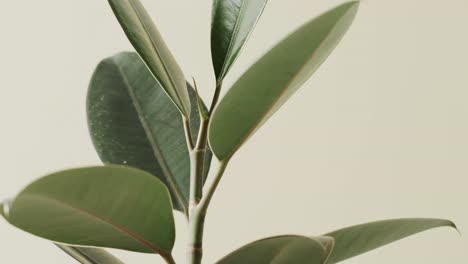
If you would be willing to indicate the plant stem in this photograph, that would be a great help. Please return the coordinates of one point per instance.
(197, 219)
(188, 133)
(197, 213)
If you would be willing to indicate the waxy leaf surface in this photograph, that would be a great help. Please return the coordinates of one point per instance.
(114, 207)
(132, 122)
(148, 42)
(356, 240)
(283, 250)
(263, 88)
(232, 23)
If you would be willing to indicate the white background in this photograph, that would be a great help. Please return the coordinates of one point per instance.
(379, 132)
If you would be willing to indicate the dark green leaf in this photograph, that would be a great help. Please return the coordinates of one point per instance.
(115, 207)
(283, 250)
(88, 255)
(148, 42)
(274, 78)
(132, 122)
(232, 23)
(356, 240)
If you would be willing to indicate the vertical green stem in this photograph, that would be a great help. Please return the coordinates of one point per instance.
(197, 213)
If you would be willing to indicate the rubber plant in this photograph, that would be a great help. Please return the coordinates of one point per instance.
(157, 137)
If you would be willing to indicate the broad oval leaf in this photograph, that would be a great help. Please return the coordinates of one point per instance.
(232, 23)
(114, 207)
(148, 42)
(274, 78)
(283, 250)
(132, 122)
(356, 240)
(89, 255)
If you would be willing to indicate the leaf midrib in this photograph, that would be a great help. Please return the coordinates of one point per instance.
(153, 141)
(118, 228)
(264, 116)
(157, 52)
(235, 31)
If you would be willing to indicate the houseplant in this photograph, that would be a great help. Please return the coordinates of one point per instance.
(133, 123)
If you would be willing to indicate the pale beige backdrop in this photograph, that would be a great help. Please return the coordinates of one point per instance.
(379, 132)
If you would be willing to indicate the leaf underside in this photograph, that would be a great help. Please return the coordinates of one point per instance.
(283, 250)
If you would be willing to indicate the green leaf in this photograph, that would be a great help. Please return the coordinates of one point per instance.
(232, 23)
(147, 41)
(283, 250)
(274, 78)
(356, 240)
(115, 207)
(88, 255)
(132, 122)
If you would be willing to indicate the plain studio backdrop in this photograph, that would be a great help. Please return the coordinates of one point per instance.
(380, 131)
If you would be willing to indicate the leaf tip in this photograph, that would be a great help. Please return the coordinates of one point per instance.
(5, 208)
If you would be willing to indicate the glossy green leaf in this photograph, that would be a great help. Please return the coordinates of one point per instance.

WHAT IS BEING ASKED: Reproduce the data verbatim. Do not carry any picture into the copy.

WRITTEN ANSWER:
If you would be willing to indicate the plant stem in this photograph, that would be a great help. Please return the coordinates of one point per instance.
(197, 219)
(188, 133)
(197, 213)
If you would be willing to indicate the waxy leaf surface in this photograph, that would be a great help. Please return the coordinates of one point per instance.
(114, 207)
(132, 122)
(148, 42)
(356, 240)
(283, 250)
(263, 88)
(232, 23)
If you would be willing to indicate the white background in this photograph, that would be a great help. Please return the coordinates of one point per instance.
(379, 132)
If you would be willing to indicate the dark green leaf in this photograph, that would be a great help. Please return the coordinates of one point per instance.
(115, 207)
(283, 250)
(88, 255)
(148, 42)
(274, 78)
(132, 122)
(232, 23)
(356, 240)
If you would be willing to indicate the vertical green stem in this photograph, that would be a great help. Please return the coordinates of one point per instance.
(197, 213)
If you would be willing to indicate the rubber plant in this photograph, that would be a great help. Please return the coordinates of one point per instance.
(157, 137)
If you would be willing to indicate the broad oval leaf in this photograph, that would be a great help. Please return the coordinates of one point per instance.
(232, 23)
(114, 207)
(148, 42)
(274, 78)
(283, 250)
(132, 122)
(356, 240)
(89, 255)
If you would be willing to indicate the leaf midrib in this photograph, that would be a great help. Please return the coordinates of one point per instance.
(153, 141)
(118, 228)
(264, 116)
(157, 52)
(235, 31)
If you would be willing to indicate the houseplant in this photograph, that would be a great help. Please return the coordinates of one point per instance.
(133, 123)
If you would be willing to indicate the pale beige backdrop in this photograph, that would be a great help. Please return the coordinates of one point per instance.
(379, 132)
If you would be willing to indicate the leaf underside in this photograph, that would be a great help. Please return the coordinates of one point per instance.
(283, 250)
If you would be willing to indicate the green leaf in this photograph, that would be a great help. Please return the coordinates of one point per instance.
(232, 23)
(147, 41)
(283, 250)
(274, 78)
(356, 240)
(115, 207)
(88, 255)
(132, 122)
If you would be willing to indicate the plain studio backdrop in this photograph, that would be a great help. Please return the coordinates of one point per instance.
(380, 131)
If you would be willing to indicate the leaf tip in this photograph, that would be a great help. Please return the coordinates of one point per instance.
(5, 208)
If you would be willing to indicate the glossy green leaf in this photograph, that would be a great help. Please return the coordinates of one point per instance.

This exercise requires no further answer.